▸ **Exercise goal**
Locate the line that contains "segment green tree", then copy it and all later lines of the data below exactly, through the last one.

▸ **Entries provided**
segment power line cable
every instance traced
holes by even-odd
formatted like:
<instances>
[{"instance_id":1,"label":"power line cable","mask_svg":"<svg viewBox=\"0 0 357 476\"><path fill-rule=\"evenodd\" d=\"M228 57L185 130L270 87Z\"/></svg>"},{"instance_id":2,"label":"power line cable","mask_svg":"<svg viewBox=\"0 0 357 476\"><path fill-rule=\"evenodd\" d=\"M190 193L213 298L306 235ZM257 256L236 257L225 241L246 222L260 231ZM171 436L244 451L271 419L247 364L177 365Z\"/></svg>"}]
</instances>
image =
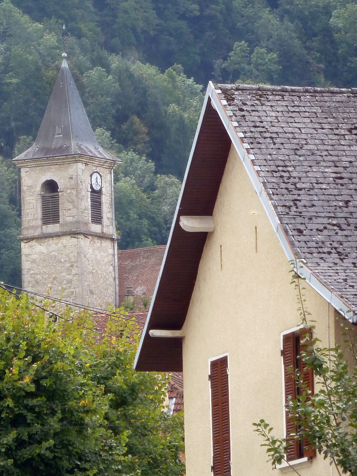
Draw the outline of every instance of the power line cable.
<instances>
[{"instance_id":1,"label":"power line cable","mask_svg":"<svg viewBox=\"0 0 357 476\"><path fill-rule=\"evenodd\" d=\"M21 291L22 293L25 293L26 294L29 294L33 295L34 296L37 296L39 297L42 297L44 299L48 299L52 301L55 301L57 302L60 302L62 304L67 304L68 306L70 306L72 307L78 307L79 309L85 309L87 311L89 311L91 312L96 313L99 314L105 314L106 316L108 316L109 317L120 317L121 319L124 319L125 320L132 321L133 322L137 322L136 319L133 319L132 317L128 317L127 314L124 314L123 313L117 311L109 311L105 309L102 309L100 308L95 307L92 306L86 306L84 304L80 304L76 302L73 302L72 301L68 301L67 299L62 299L60 297L54 297L53 296L50 296L49 295L40 294L39 293L36 293L35 291L30 291L27 289L24 289L23 288L20 288L19 286L11 286L10 284L6 284L5 283L1 283L3 285L2 287L3 289L6 289L6 291L9 291L11 292L9 290L8 290L7 288L11 288L13 289L16 289L18 291ZM4 287L6 286L6 288ZM50 311L48 311L49 312Z\"/></svg>"},{"instance_id":2,"label":"power line cable","mask_svg":"<svg viewBox=\"0 0 357 476\"><path fill-rule=\"evenodd\" d=\"M5 291L7 291L8 293L10 293L10 294L12 294L12 295L13 295L17 296L17 295L16 294L16 293L14 293L13 291L10 291L9 290L7 289L7 288L5 287L6 286L9 286L9 285L5 285L4 283L0 283L0 288L1 288L2 289L5 290ZM13 287L15 289L18 289L16 286L13 286ZM26 292L26 291L25 291L24 290L24 292L27 292L29 294L32 294L30 291ZM71 304L70 303L67 303L67 304L68 304L68 305L71 305ZM43 306L41 306L40 304L38 304L36 302L34 302L33 303L33 304L34 304L34 306L36 306L37 307L39 308L39 309L42 309L43 311L45 311L45 312L48 313L49 314L50 314L52 316L56 316L56 317L57 317L58 318L59 318L60 319L63 319L64 320L66 321L66 322L69 322L70 323L72 323L72 321L71 321L69 319L67 319L67 317L65 317L63 316L61 316L60 314L58 314L57 313L53 311L51 311L51 310L49 310L49 309L45 309L45 308L44 308ZM79 306L75 306L75 307L79 307ZM122 316L121 316L120 317L120 318L125 318ZM129 319L128 320L133 321L134 322L136 322L136 321L134 319ZM102 331L100 331L99 329L96 329L95 328L89 327L89 326L87 326L87 325L86 325L85 324L83 324L82 325L82 327L83 327L83 328L84 328L84 329L88 329L88 330L93 331L94 332L97 332L98 334L101 334L103 336L105 336L105 335L107 335L107 332L103 332Z\"/></svg>"}]
</instances>

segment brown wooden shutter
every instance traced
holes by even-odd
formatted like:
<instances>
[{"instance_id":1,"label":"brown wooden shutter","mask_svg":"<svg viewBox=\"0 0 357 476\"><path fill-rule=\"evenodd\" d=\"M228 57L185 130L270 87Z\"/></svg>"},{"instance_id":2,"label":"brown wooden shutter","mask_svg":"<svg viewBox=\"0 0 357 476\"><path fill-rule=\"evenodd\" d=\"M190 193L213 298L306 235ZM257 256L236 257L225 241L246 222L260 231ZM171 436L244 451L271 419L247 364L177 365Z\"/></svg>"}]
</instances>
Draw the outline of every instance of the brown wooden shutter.
<instances>
[{"instance_id":1,"label":"brown wooden shutter","mask_svg":"<svg viewBox=\"0 0 357 476\"><path fill-rule=\"evenodd\" d=\"M294 333L283 336L283 362L284 365L284 388L285 391L285 405L288 403L289 397L291 400L296 398L296 384L290 368L295 368L296 350ZM287 443L288 444L287 459L293 461L299 458L299 442L291 436L297 432L296 424L291 421L288 412L285 414ZM289 444L290 443L290 444Z\"/></svg>"},{"instance_id":2,"label":"brown wooden shutter","mask_svg":"<svg viewBox=\"0 0 357 476\"><path fill-rule=\"evenodd\" d=\"M211 363L213 476L231 476L228 358Z\"/></svg>"},{"instance_id":3,"label":"brown wooden shutter","mask_svg":"<svg viewBox=\"0 0 357 476\"><path fill-rule=\"evenodd\" d=\"M309 343L307 342L302 343L301 341L304 340L308 337L310 338L312 337L311 329L307 329L305 328L300 329L299 331L299 337L300 340L300 352L306 352ZM301 378L305 387L310 390L312 393L313 393L313 371L312 369L306 368L306 365L302 359L300 359L299 366ZM316 455L316 451L311 448L307 441L303 441L303 449L304 457L312 457Z\"/></svg>"}]
</instances>

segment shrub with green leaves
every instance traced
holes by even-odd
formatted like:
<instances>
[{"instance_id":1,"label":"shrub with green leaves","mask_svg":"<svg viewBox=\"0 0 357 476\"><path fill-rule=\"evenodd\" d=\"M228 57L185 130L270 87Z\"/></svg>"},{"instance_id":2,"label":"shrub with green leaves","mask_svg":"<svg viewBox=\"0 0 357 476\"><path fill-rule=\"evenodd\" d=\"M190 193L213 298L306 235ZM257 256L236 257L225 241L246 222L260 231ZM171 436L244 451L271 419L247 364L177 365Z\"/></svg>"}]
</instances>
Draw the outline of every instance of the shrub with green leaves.
<instances>
[{"instance_id":1,"label":"shrub with green leaves","mask_svg":"<svg viewBox=\"0 0 357 476\"><path fill-rule=\"evenodd\" d=\"M0 473L182 474L165 376L133 369L135 322L112 317L99 335L87 312L41 305L61 317L0 289Z\"/></svg>"}]
</instances>

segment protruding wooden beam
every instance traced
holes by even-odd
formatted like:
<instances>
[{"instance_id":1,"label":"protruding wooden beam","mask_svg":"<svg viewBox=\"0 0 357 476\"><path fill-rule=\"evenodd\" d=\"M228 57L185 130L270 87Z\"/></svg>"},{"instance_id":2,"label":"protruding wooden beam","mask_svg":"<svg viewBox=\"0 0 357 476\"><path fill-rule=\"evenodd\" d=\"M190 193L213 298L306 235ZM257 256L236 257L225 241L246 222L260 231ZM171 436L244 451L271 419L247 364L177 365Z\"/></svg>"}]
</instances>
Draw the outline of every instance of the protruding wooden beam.
<instances>
[{"instance_id":1,"label":"protruding wooden beam","mask_svg":"<svg viewBox=\"0 0 357 476\"><path fill-rule=\"evenodd\" d=\"M149 331L150 337L178 337L182 338L185 335L182 330L168 331L161 329L152 329Z\"/></svg>"},{"instance_id":2,"label":"protruding wooden beam","mask_svg":"<svg viewBox=\"0 0 357 476\"><path fill-rule=\"evenodd\" d=\"M185 231L213 231L215 229L212 217L181 216L180 226Z\"/></svg>"}]
</instances>

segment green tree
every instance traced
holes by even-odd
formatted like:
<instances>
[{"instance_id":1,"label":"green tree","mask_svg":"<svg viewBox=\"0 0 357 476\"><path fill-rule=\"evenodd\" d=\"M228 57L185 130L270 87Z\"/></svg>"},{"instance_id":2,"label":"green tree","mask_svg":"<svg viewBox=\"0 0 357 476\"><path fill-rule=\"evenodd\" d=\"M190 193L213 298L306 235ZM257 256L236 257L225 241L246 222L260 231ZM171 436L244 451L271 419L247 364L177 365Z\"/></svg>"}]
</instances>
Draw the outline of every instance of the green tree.
<instances>
[{"instance_id":1,"label":"green tree","mask_svg":"<svg viewBox=\"0 0 357 476\"><path fill-rule=\"evenodd\" d=\"M330 23L338 45L342 84L353 87L357 80L357 5L335 10Z\"/></svg>"},{"instance_id":2,"label":"green tree","mask_svg":"<svg viewBox=\"0 0 357 476\"><path fill-rule=\"evenodd\" d=\"M112 127L113 104L119 91L119 85L99 66L84 73L83 83L86 88L83 100L92 127Z\"/></svg>"},{"instance_id":3,"label":"green tree","mask_svg":"<svg viewBox=\"0 0 357 476\"><path fill-rule=\"evenodd\" d=\"M87 312L41 305L0 290L1 474L182 474L181 418L164 376L133 369L134 323L115 315L98 341Z\"/></svg>"},{"instance_id":4,"label":"green tree","mask_svg":"<svg viewBox=\"0 0 357 476\"><path fill-rule=\"evenodd\" d=\"M14 168L0 158L0 280L21 285L21 221L17 213L17 178Z\"/></svg>"}]
</instances>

▸ **Solution below**
segment green tree
every instance traced
holes by even-odd
formatted like:
<instances>
[{"instance_id":1,"label":"green tree","mask_svg":"<svg viewBox=\"0 0 357 476\"><path fill-rule=\"evenodd\" d=\"M228 57L185 130L270 87Z\"/></svg>"},{"instance_id":2,"label":"green tree","mask_svg":"<svg viewBox=\"0 0 357 476\"><path fill-rule=\"evenodd\" d=\"M190 193L213 298L306 235ZM257 256L236 257L225 241L246 222L260 231ZM171 436L244 451L271 419L247 364L177 365Z\"/></svg>"}]
</instances>
Draw the outline of every instance of the green tree.
<instances>
[{"instance_id":1,"label":"green tree","mask_svg":"<svg viewBox=\"0 0 357 476\"><path fill-rule=\"evenodd\" d=\"M330 23L338 45L342 84L353 87L357 80L357 5L335 10Z\"/></svg>"},{"instance_id":2,"label":"green tree","mask_svg":"<svg viewBox=\"0 0 357 476\"><path fill-rule=\"evenodd\" d=\"M112 127L113 104L119 91L119 85L99 66L84 73L83 83L86 88L83 100L92 127Z\"/></svg>"},{"instance_id":3,"label":"green tree","mask_svg":"<svg viewBox=\"0 0 357 476\"><path fill-rule=\"evenodd\" d=\"M87 312L41 305L0 290L1 474L182 474L181 418L164 376L133 369L134 323L115 315L98 341Z\"/></svg>"},{"instance_id":4,"label":"green tree","mask_svg":"<svg viewBox=\"0 0 357 476\"><path fill-rule=\"evenodd\" d=\"M14 168L0 158L0 280L21 285L21 221L17 213L17 178Z\"/></svg>"}]
</instances>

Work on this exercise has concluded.